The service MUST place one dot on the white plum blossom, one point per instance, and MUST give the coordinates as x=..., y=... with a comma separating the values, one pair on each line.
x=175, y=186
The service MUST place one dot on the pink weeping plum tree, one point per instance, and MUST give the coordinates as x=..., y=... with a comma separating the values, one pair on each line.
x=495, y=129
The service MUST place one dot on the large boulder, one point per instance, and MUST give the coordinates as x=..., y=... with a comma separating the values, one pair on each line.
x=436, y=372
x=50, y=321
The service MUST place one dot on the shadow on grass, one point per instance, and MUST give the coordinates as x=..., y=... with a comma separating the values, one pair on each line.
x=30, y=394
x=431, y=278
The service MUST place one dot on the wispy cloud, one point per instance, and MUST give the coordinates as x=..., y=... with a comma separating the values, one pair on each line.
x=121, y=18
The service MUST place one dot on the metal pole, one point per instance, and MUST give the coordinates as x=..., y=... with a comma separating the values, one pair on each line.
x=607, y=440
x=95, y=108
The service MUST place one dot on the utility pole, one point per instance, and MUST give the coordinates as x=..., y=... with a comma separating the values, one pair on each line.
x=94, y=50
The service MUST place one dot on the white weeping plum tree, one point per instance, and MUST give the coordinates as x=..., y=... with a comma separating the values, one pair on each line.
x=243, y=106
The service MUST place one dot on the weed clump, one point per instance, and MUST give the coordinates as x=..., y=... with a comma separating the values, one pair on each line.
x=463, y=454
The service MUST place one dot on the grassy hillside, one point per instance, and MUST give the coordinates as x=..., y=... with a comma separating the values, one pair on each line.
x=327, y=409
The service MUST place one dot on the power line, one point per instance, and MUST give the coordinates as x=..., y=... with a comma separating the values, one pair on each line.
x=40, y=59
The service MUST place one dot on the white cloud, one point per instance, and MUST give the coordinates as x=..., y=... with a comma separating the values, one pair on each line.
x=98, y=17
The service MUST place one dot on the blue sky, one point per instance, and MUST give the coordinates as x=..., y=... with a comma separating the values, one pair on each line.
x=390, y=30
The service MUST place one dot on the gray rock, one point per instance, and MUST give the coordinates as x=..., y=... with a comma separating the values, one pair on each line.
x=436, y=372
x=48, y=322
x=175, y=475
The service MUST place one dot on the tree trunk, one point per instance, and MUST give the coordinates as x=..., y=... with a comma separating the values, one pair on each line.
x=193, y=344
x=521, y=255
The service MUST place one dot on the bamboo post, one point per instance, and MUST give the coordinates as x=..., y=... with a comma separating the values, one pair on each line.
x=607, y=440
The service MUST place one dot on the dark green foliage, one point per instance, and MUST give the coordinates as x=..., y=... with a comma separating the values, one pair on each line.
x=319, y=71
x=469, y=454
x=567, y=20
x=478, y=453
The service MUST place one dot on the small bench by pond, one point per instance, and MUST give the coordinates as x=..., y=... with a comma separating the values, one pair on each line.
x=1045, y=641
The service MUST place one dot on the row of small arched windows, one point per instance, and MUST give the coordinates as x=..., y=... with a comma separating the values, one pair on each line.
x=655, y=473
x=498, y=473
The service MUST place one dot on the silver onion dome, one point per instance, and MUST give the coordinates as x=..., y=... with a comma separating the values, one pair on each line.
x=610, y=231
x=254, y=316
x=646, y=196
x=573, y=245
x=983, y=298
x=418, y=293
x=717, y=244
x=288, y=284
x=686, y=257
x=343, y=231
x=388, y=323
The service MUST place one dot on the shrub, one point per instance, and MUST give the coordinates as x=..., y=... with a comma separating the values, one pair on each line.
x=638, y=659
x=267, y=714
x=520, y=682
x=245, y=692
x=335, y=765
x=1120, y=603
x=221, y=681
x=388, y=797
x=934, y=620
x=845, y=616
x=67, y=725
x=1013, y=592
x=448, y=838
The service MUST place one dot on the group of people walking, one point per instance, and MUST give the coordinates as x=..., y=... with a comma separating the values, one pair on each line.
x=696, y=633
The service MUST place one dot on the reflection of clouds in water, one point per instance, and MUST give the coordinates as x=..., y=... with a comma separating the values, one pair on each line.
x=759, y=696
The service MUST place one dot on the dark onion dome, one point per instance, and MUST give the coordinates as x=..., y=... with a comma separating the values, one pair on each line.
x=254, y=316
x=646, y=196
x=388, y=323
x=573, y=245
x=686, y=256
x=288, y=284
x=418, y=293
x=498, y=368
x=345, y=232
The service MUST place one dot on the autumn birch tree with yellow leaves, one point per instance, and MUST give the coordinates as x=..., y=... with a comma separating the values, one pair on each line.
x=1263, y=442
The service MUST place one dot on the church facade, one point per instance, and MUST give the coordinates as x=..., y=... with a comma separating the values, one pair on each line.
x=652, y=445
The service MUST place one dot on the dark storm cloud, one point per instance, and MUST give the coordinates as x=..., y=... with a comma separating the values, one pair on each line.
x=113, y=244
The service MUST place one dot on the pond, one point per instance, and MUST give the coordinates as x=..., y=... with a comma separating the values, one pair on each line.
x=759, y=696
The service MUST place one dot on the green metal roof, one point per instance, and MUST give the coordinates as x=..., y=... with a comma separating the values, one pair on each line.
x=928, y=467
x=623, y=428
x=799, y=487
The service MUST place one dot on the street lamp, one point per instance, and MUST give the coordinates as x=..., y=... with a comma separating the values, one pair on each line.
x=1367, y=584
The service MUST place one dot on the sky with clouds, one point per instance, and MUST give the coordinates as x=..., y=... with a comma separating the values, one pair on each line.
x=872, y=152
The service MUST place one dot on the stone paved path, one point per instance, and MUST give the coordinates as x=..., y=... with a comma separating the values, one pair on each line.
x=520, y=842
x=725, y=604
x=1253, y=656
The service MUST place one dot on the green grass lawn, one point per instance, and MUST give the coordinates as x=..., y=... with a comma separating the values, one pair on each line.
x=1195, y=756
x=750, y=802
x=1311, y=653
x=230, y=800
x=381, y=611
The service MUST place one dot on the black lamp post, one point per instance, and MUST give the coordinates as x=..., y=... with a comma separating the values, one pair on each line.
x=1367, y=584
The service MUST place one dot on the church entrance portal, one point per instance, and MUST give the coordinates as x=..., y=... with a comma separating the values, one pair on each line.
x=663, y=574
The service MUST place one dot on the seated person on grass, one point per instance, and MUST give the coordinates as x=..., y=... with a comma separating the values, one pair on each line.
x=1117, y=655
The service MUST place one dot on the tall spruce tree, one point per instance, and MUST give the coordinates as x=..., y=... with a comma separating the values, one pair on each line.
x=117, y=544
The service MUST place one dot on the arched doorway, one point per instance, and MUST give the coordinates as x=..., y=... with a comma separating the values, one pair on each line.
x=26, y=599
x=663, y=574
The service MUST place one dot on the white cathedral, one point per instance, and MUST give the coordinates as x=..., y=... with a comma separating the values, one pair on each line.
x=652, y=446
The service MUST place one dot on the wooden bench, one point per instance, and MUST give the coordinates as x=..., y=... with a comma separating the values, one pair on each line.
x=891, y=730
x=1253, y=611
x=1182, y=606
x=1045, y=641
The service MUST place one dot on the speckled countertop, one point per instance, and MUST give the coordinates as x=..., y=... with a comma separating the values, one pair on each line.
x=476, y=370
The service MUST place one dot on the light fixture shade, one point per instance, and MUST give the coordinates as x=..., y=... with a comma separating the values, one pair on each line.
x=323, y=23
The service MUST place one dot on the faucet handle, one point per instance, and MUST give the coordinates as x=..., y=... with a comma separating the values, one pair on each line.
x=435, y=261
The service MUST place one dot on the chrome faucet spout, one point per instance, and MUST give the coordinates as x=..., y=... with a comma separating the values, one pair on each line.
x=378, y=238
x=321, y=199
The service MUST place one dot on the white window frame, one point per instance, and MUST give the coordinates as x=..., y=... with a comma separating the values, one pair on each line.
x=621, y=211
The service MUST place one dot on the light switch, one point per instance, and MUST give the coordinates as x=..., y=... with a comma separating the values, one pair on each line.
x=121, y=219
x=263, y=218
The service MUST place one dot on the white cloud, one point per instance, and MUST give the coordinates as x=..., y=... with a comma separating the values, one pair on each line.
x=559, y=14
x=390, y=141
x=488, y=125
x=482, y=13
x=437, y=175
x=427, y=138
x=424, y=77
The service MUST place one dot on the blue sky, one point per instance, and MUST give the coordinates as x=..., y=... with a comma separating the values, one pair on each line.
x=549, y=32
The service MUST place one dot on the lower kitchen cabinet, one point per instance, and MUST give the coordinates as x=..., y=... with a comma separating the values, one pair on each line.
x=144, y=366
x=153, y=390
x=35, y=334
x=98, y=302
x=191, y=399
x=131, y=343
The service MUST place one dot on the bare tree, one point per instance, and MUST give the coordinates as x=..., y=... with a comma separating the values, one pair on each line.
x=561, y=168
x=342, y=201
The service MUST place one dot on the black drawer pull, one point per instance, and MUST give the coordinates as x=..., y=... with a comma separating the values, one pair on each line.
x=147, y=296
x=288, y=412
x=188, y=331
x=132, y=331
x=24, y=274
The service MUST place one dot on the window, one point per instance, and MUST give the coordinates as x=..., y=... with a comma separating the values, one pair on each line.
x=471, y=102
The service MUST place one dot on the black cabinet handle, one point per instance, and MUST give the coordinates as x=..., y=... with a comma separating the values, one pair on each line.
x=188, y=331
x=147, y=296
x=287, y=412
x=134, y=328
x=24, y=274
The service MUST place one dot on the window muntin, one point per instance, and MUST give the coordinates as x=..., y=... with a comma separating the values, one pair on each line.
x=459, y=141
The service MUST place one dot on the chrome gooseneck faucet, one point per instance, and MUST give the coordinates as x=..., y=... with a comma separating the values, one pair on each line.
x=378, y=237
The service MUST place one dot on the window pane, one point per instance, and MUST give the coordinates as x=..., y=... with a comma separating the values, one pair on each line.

━━━━━━

== YOUR ASSIGNMENT ==
Retype nothing except the lines from the line holding "The service MUST place one dot on the window muntin, one" through the last line of the entries, both included.

== YOUR SOLUTION ==
The service MUST place one dot on the window muntin, one point per instance, and MUST give the coordinates as x=..., y=... with a comma separating the values, one pair on each line.
x=459, y=141
The service MUST place one dot on the chrome gooseneck faucet, one point per instance, and MUST give the coordinates as x=..., y=... with a comma separating the values, one pair on each line.
x=378, y=237
The service MUST place one dot on the window pane, one point per instance, and MUST give the coordinates as x=..., y=... with a comma separating the values, one pair on each line.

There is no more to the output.